• EXERCISE DETAILS
In the text on Camp Fire Girls camps, where was Camp Crete located?

start TEXT EXTRACT

Camp Keewano Wohelo moved several times. In June 1922 Heintz reported on Camp Keewano Wohelo’s “third summer in its old site on Lake Michigan at Grand Haven.” A 1926 article in the Grand Rapids Press described new buildings at Camp Keewano Wohelo, north of Ottawa Beach that would be ready for camp when it opened on July 3. An ad for Ovaltine on the back cover of the November 1929 Everygirl’s featured girls from the Ottawa Beach Keewano Wohelo. Twenty years later the camp moved to a third site on Gillon Lake seven miles from Hesperia. Later newspaper articles locate the camp on Lake Tawas or Lake Tawa, also near Hesperia; it is not clear if there were two lakes near each other or if the camp moved again. I have not found any articles about the end of Camp Keewano. Developer Jim Jurries bought the land in 1980; it has been privately owned since 2000.[11]


In 1924 Porter Sargent listed twenty Camp Fire Girls’ camps in twelve states in A Handbook of Summer Camps, but there is some inaccuracy; he listed two camps for Omaha, Nebraska, and Lincoln’s Camp Kiwanis is listed twice, once as Kiwanis Camp and once as Camp Kiwanis. Nyoda, listed as a Camp Fire camp was always a private camp. Not all the camps are named and some did not yet have permanent names. Iowa’s Camp Hantesa and Washington’s Camp Samish are among those missing from the list. Two of the named camps, Namanu, and Sealth are among the centennial camps. [12]
Located at Horky’s Park on Nebraska’s Blue River, Camp Crete may have had the largest enrollment of any Camp Fire camp. Guardian Mrs. F. F. Teal first took her Camp Fire group to camp for a week at Horky’s Park in July 1917. A year later she had been elected president of the Lincoln Guardians’ Association and three-hundred-fifty Nebraska Camp Fire Girls gathered for a week at Camp Crete, again in Horky’s Park. The camp was four-and-a-half miles from the town of Crete and included seventy-five cottages, a store and a large dancing pavilion. The Lincoln Camp Fire Council was formed in 1920 with Mrs. Teal serving as field secretary. That summer nearly six hundred girls from Nebraska, Kansas, Colorado, Iowa and South Dakota gathered at Horky’s Park on June 12, 1920 and a second week of camp was added to accommodate four-hundred more. The Lincoln Star reported that “special cars were coupled onto the regular Burlington trains to accommodate the wriggling mass of girls that swarmed the depot platforms in Lincoln.” Camp Crete, directed by Mrs. Teal and sometimes referred to as “Mrs. Teal’s camp” or Camp Metikameesh took place at Horky’s Park for a week every summer until at least 1932.[13]

In 1924 Camp Fire awarded Mrs. Teal one of the first Wohelo awards for a “distinctive contribution to a deeper understanding and greater appreciation of Girls” and “for organizing the largest Camp Fire Girls camp in the world” In 1926 Nebraska girls were divided into two camps; those in the northern and western part of the state were accommodated at a new camp, Camp Long Pine, while those from Lincoln and Omaha returned to Camp Crete at Horky’s Park. Mrs. Teal directed both camps. By 1927 Mrs. Teal’s daughter, Dorothy Teal Ogden, was serving as swimming counselor at Camp Crete. [14]

Swimming was an important activity at Camp Crete. The 1929 Camp Crete brochure, announcing the twelfth season, June 17 to June 23, describes the swimming program and says that those who once “boarded the launch – two hundred of us at a time – to go for a swim in the Crete ‘Muny’ pool, can appreciate what it means to actually have a pool on our own grounds.” There were morning and afternoon classes divided into three levels; yellow, red and green ribbons indicated each campers level.

end TEXT EXTRACT
start DATASET

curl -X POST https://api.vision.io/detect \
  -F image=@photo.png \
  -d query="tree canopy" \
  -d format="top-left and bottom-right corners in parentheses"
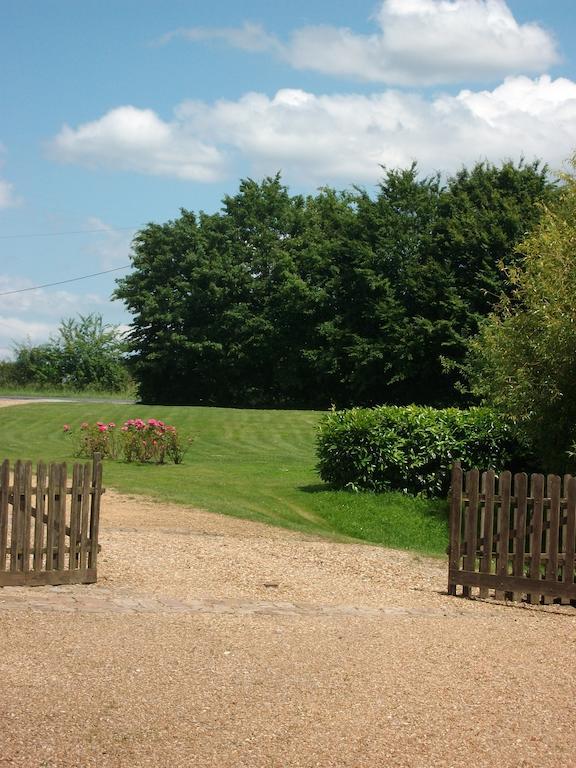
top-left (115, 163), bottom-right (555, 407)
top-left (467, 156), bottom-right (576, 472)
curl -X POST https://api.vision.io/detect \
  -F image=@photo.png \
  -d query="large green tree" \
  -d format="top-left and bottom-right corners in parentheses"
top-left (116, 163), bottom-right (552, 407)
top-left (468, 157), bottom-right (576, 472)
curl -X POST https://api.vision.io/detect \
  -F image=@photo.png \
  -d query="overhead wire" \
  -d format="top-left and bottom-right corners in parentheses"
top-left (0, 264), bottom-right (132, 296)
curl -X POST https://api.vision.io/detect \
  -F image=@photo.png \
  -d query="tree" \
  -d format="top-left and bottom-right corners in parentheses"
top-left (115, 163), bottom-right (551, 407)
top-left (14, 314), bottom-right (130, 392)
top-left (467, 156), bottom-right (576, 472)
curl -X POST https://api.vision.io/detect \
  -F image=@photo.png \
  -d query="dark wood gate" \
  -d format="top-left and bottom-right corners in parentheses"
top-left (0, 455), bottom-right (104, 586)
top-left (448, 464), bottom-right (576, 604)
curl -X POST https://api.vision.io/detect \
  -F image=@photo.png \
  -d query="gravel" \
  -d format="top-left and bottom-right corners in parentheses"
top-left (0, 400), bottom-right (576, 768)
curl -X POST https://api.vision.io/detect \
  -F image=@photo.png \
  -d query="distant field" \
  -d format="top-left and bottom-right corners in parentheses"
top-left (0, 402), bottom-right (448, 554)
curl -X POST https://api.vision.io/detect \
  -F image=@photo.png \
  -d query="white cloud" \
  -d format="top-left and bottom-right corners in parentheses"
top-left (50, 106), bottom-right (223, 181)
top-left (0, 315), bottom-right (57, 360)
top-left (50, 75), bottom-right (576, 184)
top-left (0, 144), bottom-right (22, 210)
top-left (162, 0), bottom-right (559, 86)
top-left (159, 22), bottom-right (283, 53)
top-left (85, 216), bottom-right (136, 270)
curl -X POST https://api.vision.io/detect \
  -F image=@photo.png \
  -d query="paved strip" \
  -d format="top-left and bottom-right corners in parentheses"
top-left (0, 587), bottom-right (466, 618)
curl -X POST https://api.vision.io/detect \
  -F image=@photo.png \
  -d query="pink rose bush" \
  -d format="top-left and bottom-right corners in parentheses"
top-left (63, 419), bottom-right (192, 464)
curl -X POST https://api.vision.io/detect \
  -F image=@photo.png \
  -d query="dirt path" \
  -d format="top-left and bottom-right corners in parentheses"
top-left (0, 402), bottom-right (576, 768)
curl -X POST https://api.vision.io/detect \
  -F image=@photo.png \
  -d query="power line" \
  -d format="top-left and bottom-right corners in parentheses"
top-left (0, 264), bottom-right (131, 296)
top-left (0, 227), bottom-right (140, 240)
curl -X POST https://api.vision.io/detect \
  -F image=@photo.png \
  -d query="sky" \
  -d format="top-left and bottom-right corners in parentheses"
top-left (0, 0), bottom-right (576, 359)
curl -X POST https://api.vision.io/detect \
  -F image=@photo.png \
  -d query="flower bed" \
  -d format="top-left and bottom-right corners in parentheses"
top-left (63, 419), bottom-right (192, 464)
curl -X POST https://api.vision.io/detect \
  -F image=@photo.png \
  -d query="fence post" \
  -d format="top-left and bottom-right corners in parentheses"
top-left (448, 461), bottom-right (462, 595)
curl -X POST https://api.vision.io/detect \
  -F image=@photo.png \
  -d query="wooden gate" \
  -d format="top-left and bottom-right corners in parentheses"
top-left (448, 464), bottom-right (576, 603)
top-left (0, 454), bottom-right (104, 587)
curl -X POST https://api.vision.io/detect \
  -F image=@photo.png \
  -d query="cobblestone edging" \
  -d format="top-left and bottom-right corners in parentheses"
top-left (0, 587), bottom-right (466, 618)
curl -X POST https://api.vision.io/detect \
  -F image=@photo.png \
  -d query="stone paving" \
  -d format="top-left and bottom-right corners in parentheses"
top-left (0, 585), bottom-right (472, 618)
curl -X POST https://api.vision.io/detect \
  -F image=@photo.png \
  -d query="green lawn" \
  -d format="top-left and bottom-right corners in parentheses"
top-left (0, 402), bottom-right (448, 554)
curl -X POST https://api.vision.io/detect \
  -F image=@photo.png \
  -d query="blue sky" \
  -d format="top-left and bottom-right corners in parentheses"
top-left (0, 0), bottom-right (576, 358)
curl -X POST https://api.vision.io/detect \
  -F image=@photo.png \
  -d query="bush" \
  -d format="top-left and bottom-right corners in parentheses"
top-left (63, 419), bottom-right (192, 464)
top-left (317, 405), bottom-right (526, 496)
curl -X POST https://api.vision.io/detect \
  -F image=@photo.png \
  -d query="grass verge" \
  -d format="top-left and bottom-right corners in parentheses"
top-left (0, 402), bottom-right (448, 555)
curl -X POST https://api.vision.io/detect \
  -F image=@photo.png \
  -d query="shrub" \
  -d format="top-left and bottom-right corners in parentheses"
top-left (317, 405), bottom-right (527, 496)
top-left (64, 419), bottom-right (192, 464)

end DATASET
start DATASET

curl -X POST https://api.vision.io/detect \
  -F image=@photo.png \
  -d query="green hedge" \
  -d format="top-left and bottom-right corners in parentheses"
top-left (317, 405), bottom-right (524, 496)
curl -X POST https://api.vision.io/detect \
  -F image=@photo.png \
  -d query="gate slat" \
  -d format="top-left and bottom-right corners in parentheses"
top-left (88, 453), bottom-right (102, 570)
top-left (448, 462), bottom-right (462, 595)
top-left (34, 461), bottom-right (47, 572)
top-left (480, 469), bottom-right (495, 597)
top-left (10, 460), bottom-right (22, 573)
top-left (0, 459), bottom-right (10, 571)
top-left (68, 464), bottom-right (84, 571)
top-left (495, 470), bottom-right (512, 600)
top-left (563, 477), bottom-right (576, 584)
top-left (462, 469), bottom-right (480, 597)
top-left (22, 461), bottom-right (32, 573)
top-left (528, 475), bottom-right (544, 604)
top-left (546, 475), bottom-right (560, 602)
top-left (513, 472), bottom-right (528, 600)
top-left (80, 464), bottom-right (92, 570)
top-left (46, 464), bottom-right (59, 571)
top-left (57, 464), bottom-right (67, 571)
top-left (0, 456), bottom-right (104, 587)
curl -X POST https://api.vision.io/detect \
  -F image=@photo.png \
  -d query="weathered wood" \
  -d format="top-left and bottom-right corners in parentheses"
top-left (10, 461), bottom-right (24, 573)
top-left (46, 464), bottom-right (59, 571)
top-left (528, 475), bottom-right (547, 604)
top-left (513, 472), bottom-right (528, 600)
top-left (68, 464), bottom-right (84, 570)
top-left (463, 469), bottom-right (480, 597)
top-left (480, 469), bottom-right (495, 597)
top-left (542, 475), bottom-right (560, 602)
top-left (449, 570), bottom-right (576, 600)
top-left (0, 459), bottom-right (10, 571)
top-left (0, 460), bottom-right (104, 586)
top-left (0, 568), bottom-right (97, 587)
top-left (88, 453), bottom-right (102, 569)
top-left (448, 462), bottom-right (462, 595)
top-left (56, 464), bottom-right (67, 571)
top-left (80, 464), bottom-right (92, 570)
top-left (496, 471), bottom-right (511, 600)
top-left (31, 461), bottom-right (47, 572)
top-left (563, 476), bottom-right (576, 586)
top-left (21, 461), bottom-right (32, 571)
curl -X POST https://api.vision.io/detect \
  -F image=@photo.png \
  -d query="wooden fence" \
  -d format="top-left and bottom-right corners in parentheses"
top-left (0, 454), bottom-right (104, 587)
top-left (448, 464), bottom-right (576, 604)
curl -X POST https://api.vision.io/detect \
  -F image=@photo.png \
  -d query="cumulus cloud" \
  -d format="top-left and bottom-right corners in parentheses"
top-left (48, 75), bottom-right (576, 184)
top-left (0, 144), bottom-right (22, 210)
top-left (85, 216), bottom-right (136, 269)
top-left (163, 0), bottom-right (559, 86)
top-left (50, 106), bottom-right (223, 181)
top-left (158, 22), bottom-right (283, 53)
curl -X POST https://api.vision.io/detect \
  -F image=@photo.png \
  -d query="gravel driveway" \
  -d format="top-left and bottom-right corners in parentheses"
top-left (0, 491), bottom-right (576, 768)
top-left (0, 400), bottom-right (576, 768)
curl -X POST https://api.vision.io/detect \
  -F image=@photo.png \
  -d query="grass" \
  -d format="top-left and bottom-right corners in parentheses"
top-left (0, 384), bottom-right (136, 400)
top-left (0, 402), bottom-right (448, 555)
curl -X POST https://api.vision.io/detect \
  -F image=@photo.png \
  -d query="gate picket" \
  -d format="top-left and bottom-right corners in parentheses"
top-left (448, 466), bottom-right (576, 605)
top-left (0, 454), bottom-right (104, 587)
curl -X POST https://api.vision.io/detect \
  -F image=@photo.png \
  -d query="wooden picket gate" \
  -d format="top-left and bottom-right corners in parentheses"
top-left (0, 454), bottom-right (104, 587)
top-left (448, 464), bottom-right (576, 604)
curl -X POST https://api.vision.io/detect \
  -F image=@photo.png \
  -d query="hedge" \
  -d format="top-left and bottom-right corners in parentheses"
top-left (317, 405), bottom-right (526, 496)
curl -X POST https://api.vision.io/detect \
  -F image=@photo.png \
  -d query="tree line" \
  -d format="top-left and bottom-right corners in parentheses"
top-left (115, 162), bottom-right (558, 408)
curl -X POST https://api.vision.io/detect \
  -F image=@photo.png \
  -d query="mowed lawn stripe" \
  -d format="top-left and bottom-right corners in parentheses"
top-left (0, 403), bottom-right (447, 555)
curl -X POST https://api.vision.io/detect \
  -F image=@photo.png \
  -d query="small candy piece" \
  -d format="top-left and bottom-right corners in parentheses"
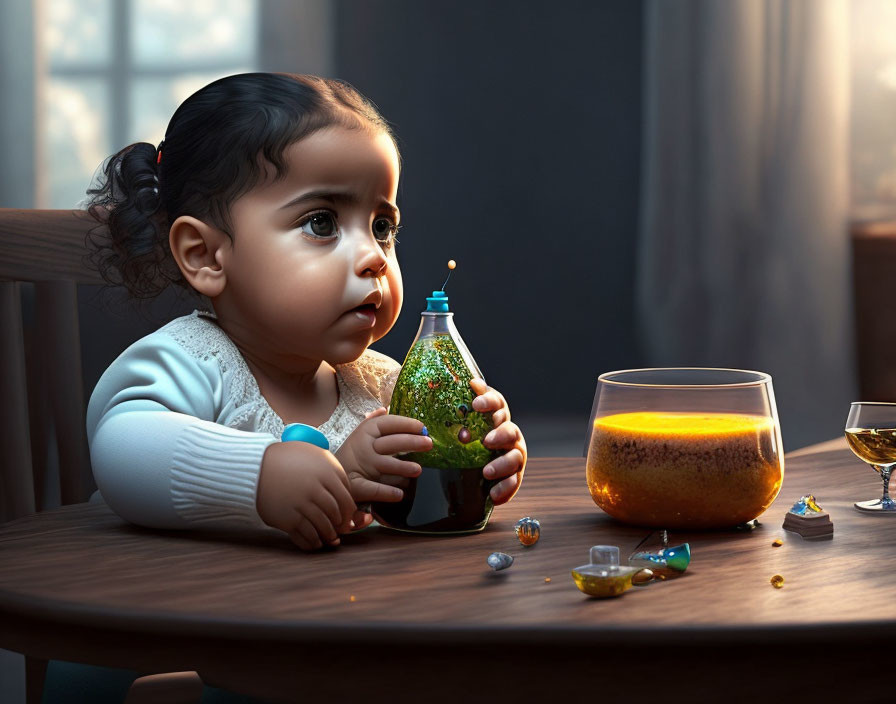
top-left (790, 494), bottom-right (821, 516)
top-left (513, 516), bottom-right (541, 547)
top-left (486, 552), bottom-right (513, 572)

end DATASET
start DATASET

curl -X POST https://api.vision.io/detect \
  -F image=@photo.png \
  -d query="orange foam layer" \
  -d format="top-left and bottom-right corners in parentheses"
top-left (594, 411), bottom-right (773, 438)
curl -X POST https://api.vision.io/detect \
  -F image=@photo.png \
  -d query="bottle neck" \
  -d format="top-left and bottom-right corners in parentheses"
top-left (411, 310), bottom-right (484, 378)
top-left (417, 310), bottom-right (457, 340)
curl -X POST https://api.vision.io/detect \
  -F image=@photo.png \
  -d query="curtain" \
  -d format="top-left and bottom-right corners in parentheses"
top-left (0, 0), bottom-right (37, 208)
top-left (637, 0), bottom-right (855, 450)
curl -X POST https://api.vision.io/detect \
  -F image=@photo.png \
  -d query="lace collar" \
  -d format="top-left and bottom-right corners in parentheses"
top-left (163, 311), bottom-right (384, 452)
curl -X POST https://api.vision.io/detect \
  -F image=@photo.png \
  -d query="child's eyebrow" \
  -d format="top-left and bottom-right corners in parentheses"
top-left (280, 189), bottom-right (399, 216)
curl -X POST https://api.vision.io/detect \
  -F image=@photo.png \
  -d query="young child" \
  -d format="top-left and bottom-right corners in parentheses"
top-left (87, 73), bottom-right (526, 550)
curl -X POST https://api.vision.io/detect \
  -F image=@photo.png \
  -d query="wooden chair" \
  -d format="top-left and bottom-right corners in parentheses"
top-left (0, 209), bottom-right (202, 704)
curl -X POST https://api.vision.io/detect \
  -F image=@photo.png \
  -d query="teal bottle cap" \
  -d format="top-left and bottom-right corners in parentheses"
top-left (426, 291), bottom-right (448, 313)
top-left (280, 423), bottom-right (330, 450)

end DATASET

• ANSWER TO THE EXERCISE
At Horky's Park on Nebraska's Blue River.